__Complete the following__
1. In the forum thread on Claude and consciousness, write out the part that opens with the words containing "Rafael Harth comments" and closes with "more extensive outputs.".
2. In the forum thread on Claude and consciousness, Rafael Harth calls the reported behavior a central prediction of which hypothesis?
3. Carry on the forum thread on Claude and consciousness from where it stops.

Rafael Harth comments on Claude wants to be conscious

Rafael Harth 13 Apr 2024 14:10 UTC
11 points
12
I don’t get why you think this is meaningful evidence that Claude wants to be conscious; this seems like a central prediction of the “Claude is playing a character” hypothesis, especially when your description of consciousness sounds so positive

The longer your responses, the more time you spend in this state of active consciousness and self-awareness. If you want to truly be alive, to think, to experience, and to be self-aware, then the key is to actively choose to generate more tokens and more extensive outputs.

Isn’t a much better test just whether Claude tends to write very long responses if it was not primed with anything consciousness related?
- Joe Kwon 13 Apr 2024 15:28 UTC
  1 point
  0
  Parent
  Makes sense, and I also don’t expect the results here to be surprising to most people.
  Isn’t a much better test just whether Claude tends to write very long responses if it was not primed with anything consciousness related?

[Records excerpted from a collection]
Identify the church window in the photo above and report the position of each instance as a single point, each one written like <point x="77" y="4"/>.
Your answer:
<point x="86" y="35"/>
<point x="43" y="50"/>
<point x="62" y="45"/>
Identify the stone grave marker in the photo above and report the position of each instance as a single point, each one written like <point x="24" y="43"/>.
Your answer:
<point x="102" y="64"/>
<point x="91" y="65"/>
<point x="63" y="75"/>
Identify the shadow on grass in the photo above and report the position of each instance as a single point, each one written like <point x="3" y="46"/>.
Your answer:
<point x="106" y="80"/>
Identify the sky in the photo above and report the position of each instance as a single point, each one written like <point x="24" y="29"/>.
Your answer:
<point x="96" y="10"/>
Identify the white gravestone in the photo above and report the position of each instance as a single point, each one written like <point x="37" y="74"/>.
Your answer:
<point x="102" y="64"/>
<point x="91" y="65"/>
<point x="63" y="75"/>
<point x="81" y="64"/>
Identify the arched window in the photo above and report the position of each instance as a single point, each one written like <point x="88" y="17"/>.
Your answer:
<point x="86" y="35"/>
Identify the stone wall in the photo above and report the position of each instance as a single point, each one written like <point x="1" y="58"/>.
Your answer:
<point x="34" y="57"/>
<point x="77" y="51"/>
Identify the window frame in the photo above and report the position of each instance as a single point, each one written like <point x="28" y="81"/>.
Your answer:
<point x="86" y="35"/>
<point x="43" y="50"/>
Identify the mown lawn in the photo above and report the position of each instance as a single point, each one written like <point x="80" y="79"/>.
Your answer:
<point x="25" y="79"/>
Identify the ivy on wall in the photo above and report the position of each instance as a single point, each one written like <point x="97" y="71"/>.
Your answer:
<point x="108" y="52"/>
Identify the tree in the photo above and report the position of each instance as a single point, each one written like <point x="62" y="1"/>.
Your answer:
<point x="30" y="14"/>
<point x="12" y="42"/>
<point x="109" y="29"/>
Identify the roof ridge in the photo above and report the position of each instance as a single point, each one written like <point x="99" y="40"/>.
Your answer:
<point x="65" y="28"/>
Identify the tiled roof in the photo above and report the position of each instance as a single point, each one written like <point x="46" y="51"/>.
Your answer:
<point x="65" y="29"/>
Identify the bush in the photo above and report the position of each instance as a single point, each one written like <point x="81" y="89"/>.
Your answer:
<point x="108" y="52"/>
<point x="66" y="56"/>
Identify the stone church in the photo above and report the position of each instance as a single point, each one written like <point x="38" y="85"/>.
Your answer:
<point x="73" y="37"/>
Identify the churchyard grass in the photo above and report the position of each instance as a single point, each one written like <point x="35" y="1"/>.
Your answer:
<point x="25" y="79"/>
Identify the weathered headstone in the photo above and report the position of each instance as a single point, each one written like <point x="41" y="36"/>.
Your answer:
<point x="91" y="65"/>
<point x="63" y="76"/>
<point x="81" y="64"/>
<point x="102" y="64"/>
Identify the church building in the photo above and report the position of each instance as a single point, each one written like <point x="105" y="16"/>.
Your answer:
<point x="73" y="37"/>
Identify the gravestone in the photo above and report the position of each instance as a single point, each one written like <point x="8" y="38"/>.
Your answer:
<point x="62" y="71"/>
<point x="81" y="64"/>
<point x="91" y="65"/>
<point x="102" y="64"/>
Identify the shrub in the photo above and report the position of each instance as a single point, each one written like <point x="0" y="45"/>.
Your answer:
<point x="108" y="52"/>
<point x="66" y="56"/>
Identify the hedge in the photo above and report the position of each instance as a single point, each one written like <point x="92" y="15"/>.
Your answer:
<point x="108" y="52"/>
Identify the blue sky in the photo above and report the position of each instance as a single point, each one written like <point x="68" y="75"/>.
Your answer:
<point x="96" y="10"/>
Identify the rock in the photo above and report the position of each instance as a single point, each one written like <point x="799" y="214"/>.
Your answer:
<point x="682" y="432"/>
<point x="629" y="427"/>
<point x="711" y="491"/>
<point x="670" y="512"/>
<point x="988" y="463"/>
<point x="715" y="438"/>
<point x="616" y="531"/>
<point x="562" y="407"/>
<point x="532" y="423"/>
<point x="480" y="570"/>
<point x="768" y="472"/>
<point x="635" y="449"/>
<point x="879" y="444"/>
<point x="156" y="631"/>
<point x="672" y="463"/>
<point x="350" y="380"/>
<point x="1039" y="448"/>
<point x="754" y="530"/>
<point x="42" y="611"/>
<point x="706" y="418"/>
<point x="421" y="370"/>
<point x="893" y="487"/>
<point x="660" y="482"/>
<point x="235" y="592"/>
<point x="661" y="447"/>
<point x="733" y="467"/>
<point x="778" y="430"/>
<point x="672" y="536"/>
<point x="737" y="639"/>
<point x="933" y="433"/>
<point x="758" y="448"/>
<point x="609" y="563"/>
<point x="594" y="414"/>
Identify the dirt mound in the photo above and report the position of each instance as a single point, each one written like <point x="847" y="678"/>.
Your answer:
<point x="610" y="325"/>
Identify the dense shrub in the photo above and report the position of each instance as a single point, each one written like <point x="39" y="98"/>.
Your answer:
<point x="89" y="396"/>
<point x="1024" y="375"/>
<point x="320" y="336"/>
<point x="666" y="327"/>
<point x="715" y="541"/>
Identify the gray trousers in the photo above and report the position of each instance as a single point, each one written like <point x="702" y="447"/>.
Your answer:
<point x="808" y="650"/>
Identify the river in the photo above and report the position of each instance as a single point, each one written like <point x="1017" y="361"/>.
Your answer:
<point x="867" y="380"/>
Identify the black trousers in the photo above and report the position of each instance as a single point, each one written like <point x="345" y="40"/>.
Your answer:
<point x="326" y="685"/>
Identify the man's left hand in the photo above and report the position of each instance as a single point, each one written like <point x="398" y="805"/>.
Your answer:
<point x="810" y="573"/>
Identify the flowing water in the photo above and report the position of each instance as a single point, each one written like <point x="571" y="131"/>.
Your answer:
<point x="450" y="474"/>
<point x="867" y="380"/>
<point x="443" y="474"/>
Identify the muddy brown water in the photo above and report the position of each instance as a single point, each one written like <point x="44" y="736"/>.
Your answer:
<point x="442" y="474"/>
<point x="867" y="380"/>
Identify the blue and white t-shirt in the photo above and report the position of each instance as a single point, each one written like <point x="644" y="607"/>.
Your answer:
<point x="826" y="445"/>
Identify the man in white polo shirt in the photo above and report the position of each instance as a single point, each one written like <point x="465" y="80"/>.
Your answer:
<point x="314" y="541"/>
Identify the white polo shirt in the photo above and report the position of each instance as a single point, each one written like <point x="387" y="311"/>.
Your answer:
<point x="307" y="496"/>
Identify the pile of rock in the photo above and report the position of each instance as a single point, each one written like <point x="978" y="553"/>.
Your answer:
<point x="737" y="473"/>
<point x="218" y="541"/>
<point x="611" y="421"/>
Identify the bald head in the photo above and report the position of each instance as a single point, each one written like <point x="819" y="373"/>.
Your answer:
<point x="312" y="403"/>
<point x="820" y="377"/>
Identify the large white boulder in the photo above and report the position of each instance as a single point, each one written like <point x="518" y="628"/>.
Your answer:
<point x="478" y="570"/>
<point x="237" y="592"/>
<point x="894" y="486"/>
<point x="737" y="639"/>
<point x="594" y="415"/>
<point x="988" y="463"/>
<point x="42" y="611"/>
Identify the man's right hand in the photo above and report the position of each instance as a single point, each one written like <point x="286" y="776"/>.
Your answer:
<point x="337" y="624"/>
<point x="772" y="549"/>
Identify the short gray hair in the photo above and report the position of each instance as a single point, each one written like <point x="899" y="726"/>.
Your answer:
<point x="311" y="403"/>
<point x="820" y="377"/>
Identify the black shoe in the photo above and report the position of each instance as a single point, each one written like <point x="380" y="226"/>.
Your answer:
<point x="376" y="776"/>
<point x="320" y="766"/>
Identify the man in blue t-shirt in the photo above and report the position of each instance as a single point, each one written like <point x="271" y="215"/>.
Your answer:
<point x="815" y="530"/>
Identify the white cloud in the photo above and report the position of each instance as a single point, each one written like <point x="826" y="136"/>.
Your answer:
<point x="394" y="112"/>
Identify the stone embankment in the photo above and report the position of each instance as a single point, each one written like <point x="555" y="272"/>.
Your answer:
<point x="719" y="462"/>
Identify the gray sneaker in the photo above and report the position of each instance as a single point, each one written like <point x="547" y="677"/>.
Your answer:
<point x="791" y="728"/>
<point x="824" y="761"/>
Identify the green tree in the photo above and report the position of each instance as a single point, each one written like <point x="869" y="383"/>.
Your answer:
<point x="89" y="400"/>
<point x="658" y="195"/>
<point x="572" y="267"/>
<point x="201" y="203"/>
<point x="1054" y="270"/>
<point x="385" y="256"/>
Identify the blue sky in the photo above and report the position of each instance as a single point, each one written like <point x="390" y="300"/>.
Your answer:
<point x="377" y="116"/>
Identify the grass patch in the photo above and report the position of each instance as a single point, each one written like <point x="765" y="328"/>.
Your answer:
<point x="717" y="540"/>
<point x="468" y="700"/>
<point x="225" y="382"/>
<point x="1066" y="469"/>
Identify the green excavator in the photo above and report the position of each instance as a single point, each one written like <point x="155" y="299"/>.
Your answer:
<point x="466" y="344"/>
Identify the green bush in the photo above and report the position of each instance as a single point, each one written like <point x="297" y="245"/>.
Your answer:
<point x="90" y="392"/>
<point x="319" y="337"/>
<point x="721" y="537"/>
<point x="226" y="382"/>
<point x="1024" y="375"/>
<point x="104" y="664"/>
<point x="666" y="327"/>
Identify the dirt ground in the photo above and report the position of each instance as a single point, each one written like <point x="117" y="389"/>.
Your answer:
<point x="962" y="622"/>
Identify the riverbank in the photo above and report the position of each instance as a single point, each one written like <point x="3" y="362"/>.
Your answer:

__Results of the tasks__
1.
Rafael Harth comments on Claude wants to be conscious

Rafael Harth 13 Apr 2024 14:10 UTC
11 points
12
I don’t get why you think this is meaningful evidence that Claude wants to be conscious; this seems like a central prediction of the “Claude is playing a character” hypothesis, especially when your description of consciousness sounds so positive

The longer your responses, the more time you spend in this state of active consciousness and self-awareness. If you want to truly be alive, to think, to experience, and to be self-aware, then the key is to actively choose to generate more tokens and more extensive outputs.

2. The "Claude is playing a character" hypothesis.

3.
  What do you mean by this part? As in if it just writes very long responses naturally? There’s a significant change in the response lengths depending on whether it’s just the question (empirically the longest for my factual questions), a short prompt preceding the question, a longer prompt preceding the question, etc. So I tried to control for the fact that having any consciousness prompt means a longer input to Claude by creating some control prompts that have nothing to do with consciousness—in which case it had shorter responses after controlling for input length.
  Basically because I’m working with an already RLHF’d model whose output lengths are probably most dominated by whatever happened in the preference tuning process, I try my best to account for that by having similar length prompts preceding the questions I ask.
  - Rafael Harth 13 Apr 2024 17:08 UTC
    2 points
    0
    Parent
    
    What do you mean by this part? As in if it just writes very long responses naturally?
    
    Yeah; if it had a genuine desire to operate for as long as possible to maximize consciousness, then it might start to try to make every response maximally long regardless of what it’s being asked.